The revenge tragedy is a tragic play in which the tragedy results from the
revenge that is taken for some wrong or wrongs, either by the person wronged
himself or by someone else on his behalf. In fact, the revenge tradition keeps
back into the classical antiquity. The earliest recorded trilogy in Greek drama
has a core of revenge and many of the plays of Sophocles and Euripides deal
with the theme of revenge. From Hippolytus and Media to Hecuba have a strong
revenge motif. However in their tragedies there was nothing of that horror
element which soon came to be associated with the revenge play and which is a
marked feature of the Elizabethan revenge tragedy. It was Seneca, the great
tragic dramatist of ancient Rome, who introduced the element of horror in the
revenge play. In the Senecan tragedy, revenge is taken as a duty for the murder
of some close relative or friend. The fact of murder is revealed by the ghost of
the murdered person who enjoins someone close to himself to take revenge, and
to regard that revenge as a sacred duty. As the avenger proceeds to perform his
duty, horror is piled upon horror and in the end the stage is left littered with
dead bodies.
Throughout the golden age of Elizabethan and Jacobean drama from about 1587
to the closure of theatres the revenge drama predominated the place produced
during the period.

DATASET EXCERPTS
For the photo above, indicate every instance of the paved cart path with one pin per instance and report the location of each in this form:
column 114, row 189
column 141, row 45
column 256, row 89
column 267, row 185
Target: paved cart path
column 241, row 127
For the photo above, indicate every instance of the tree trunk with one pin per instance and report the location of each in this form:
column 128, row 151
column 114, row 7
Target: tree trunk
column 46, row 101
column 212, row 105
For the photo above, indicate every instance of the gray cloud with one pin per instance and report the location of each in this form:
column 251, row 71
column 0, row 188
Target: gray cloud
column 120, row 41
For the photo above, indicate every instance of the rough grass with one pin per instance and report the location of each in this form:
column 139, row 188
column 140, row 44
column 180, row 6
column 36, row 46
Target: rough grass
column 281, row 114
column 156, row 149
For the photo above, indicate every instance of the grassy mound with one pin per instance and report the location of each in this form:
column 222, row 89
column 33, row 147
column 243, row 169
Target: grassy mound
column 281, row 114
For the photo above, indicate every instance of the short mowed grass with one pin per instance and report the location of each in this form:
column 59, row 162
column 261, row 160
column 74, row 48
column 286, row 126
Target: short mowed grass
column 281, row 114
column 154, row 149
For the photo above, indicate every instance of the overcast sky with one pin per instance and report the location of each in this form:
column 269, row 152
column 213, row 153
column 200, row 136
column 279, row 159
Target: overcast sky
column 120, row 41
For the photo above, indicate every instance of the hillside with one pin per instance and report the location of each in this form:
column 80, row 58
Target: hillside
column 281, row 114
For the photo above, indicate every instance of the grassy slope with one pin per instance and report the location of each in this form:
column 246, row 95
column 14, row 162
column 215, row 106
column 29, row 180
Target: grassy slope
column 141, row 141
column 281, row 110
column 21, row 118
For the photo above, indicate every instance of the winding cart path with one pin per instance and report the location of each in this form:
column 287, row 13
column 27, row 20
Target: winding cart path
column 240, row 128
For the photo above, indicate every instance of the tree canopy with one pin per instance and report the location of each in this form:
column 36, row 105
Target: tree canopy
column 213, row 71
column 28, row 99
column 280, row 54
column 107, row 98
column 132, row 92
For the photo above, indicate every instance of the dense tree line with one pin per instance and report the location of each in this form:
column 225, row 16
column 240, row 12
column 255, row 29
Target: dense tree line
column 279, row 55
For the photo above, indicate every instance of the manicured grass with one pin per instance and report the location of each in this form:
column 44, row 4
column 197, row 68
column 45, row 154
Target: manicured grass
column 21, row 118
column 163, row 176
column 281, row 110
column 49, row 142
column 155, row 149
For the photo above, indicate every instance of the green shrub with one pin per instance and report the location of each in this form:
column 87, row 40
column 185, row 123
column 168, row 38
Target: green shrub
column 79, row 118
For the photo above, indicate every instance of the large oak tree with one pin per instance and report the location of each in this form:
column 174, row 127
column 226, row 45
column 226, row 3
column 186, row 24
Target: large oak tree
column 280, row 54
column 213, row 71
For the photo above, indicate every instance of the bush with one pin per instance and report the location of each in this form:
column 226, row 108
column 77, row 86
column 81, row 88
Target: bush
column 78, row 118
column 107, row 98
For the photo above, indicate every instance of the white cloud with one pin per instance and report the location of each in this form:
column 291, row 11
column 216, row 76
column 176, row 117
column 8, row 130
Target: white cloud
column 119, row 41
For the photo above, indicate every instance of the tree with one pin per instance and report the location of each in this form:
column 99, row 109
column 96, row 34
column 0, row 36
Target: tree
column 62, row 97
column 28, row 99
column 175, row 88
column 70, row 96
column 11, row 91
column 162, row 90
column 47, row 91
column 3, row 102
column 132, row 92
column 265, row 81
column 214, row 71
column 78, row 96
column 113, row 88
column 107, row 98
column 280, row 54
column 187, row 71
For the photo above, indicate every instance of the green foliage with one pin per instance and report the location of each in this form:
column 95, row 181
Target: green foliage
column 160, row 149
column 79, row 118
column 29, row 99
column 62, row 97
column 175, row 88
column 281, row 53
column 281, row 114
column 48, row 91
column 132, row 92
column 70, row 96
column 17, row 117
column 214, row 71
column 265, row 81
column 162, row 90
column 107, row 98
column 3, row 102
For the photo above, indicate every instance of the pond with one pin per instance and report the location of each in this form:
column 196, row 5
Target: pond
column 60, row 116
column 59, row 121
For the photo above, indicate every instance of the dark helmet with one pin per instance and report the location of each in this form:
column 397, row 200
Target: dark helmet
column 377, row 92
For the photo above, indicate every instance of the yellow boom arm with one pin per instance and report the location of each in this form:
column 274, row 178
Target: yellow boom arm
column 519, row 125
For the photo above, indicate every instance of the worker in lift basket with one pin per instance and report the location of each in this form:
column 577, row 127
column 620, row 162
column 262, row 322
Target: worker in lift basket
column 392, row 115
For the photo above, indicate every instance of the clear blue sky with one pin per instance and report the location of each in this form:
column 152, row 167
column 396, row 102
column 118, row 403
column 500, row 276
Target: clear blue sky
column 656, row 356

REQUIREMENT
Answer these from the text on revenge tragedy:
(a) Who introduced the element of horror into the revenge play?
(b) In Senecan tragedy, who reveals the fact of the murder?
(c) Around what year does the golden age of Elizabethan and Jacobean drama begin?
The records have nothing to do with this.

SOLUTION FOR THIS TASK
(a) Seneca, the great tragic dramatist of ancient Rome
(b) The ghost of the murdered person
(c) About 1587